**What is expected**
Please retype every line of the records below, keeping each character unchanged.

**The data**
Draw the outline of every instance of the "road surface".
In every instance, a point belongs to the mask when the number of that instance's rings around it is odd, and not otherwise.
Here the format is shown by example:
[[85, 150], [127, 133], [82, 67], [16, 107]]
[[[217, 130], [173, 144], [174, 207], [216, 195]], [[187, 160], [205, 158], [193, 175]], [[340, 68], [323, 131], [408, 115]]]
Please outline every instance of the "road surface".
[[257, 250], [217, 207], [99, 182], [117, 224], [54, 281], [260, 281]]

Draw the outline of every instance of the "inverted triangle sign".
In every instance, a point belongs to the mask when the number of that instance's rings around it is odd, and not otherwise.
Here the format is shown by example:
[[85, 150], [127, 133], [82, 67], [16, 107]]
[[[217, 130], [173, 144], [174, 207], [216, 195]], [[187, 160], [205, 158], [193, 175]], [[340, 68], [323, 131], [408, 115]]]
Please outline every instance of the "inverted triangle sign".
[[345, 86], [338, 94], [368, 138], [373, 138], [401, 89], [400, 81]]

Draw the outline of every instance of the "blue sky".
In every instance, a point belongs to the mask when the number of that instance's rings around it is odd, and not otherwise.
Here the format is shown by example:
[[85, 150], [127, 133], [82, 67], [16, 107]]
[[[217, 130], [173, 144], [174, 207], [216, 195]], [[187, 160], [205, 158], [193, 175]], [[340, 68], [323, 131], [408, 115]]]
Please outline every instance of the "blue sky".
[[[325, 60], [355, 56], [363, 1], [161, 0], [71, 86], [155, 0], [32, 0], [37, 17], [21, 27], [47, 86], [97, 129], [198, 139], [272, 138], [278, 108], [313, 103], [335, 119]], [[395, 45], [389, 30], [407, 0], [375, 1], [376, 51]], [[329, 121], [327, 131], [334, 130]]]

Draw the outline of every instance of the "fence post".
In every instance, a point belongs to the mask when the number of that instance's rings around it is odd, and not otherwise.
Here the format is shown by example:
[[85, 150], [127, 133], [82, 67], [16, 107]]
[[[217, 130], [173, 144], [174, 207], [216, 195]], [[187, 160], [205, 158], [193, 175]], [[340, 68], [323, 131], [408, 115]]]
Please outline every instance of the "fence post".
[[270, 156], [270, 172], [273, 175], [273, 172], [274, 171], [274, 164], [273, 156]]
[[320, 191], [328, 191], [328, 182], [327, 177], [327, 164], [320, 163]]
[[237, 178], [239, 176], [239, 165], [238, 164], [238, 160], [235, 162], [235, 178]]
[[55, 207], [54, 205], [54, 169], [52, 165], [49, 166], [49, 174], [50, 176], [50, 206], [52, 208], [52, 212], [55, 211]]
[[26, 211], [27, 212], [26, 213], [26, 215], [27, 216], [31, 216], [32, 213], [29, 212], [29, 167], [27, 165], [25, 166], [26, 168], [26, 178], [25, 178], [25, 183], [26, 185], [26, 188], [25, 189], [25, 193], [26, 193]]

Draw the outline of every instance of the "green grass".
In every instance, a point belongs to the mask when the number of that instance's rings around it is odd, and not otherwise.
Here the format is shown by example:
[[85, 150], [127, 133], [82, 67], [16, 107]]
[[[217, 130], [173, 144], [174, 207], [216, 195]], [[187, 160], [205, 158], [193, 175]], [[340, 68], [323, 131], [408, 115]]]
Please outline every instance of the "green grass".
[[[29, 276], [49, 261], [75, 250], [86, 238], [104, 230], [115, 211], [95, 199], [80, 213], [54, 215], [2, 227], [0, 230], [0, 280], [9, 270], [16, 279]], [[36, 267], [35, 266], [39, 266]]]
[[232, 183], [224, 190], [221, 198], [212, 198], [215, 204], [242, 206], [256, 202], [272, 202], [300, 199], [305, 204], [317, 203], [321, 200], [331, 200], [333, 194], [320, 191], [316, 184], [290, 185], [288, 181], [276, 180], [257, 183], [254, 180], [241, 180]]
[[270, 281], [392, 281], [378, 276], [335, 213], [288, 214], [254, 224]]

**Answer for this exercise**
Draw the outline of every instance of the "road surface".
In every instance, a point belongs to the mask when the number of that instance's rings around it is odd, and not otherwise.
Here the format is shown by example:
[[85, 150], [127, 133], [82, 67], [16, 107]]
[[[217, 130], [173, 144], [174, 207], [216, 195]], [[187, 160], [205, 158], [193, 175]], [[340, 68], [323, 131], [408, 115]]]
Please outline every instance of the "road surface".
[[257, 250], [217, 207], [99, 182], [117, 224], [54, 281], [260, 281]]

Draw the outline of every instance of the "inverted triangle sign".
In every instance, a point belongs to the mask when the number of that instance's rings around it is odd, and not otherwise.
Here the format is shown by example:
[[85, 150], [127, 133], [82, 67], [16, 107]]
[[[217, 130], [173, 144], [174, 207], [216, 195]], [[187, 160], [205, 158], [193, 175]], [[340, 68], [323, 131], [408, 115]]]
Please outline every instance of the "inverted triangle sign".
[[345, 86], [338, 94], [368, 138], [373, 138], [401, 89], [400, 81]]

Draw the outline of every instance of the "blue sky".
In every instance, a point belongs to the mask when the number of that instance's rings around it is odd, and not otherwise.
Here the format is shown by example:
[[85, 150], [127, 133], [82, 67], [16, 107]]
[[[217, 130], [173, 144], [174, 207], [216, 195]], [[187, 160], [205, 158], [193, 175]], [[340, 68], [323, 131], [408, 115]]]
Please outline every instance of the "blue sky".
[[[325, 60], [355, 56], [363, 1], [161, 0], [71, 86], [155, 0], [32, 0], [37, 17], [21, 27], [47, 86], [97, 129], [198, 139], [272, 138], [278, 108], [313, 103], [335, 119]], [[395, 45], [389, 30], [407, 0], [375, 1], [376, 51]], [[329, 121], [327, 131], [334, 130]]]

Draw the outline of every instance of the "fence post".
In every instance, a point belongs to the mask when the number of that instance's rings around it is odd, and not otherwise.
Here the format is shown by example:
[[85, 150], [127, 133], [82, 67], [16, 107]]
[[[217, 130], [173, 144], [174, 207], [216, 195]], [[187, 160], [205, 158], [193, 175]], [[340, 68], [323, 131], [408, 115]]]
Please outline every instance of the "fence post".
[[270, 156], [270, 172], [273, 175], [273, 172], [274, 171], [274, 164], [273, 156]]
[[320, 191], [328, 191], [328, 182], [327, 177], [327, 164], [320, 163]]
[[237, 178], [239, 176], [239, 165], [238, 164], [238, 160], [235, 162], [235, 178]]
[[55, 207], [54, 205], [54, 169], [52, 165], [49, 166], [49, 174], [50, 176], [50, 206], [52, 208], [52, 212], [55, 211]]
[[26, 211], [27, 212], [26, 213], [26, 215], [27, 216], [31, 216], [32, 213], [29, 212], [29, 167], [27, 165], [25, 166], [26, 168], [26, 178], [25, 178], [25, 183], [26, 185], [26, 188], [25, 189], [25, 193], [26, 193]]

Draw the outline of every instance of the "green grass".
In every instance, a point belongs to the mask when the number of that instance's rings around it is odd, and not otherwise.
Here the format is shown by example:
[[85, 150], [127, 133], [82, 67], [16, 107]]
[[[217, 130], [173, 144], [174, 207], [216, 195]], [[187, 160], [205, 158], [193, 175]], [[340, 68], [323, 131], [408, 115]]]
Please outline every instance of the "green grass".
[[[29, 276], [49, 261], [75, 250], [86, 238], [104, 230], [115, 211], [95, 199], [80, 213], [54, 215], [2, 227], [0, 230], [0, 280], [9, 270], [16, 279]], [[36, 267], [35, 266], [39, 266]]]
[[232, 183], [224, 190], [221, 198], [212, 198], [215, 204], [242, 206], [256, 202], [272, 202], [300, 199], [305, 204], [317, 203], [321, 200], [331, 200], [333, 194], [320, 191], [316, 184], [290, 185], [288, 181], [276, 180], [257, 183], [254, 180], [241, 180]]
[[270, 281], [392, 281], [378, 276], [335, 213], [288, 214], [254, 224]]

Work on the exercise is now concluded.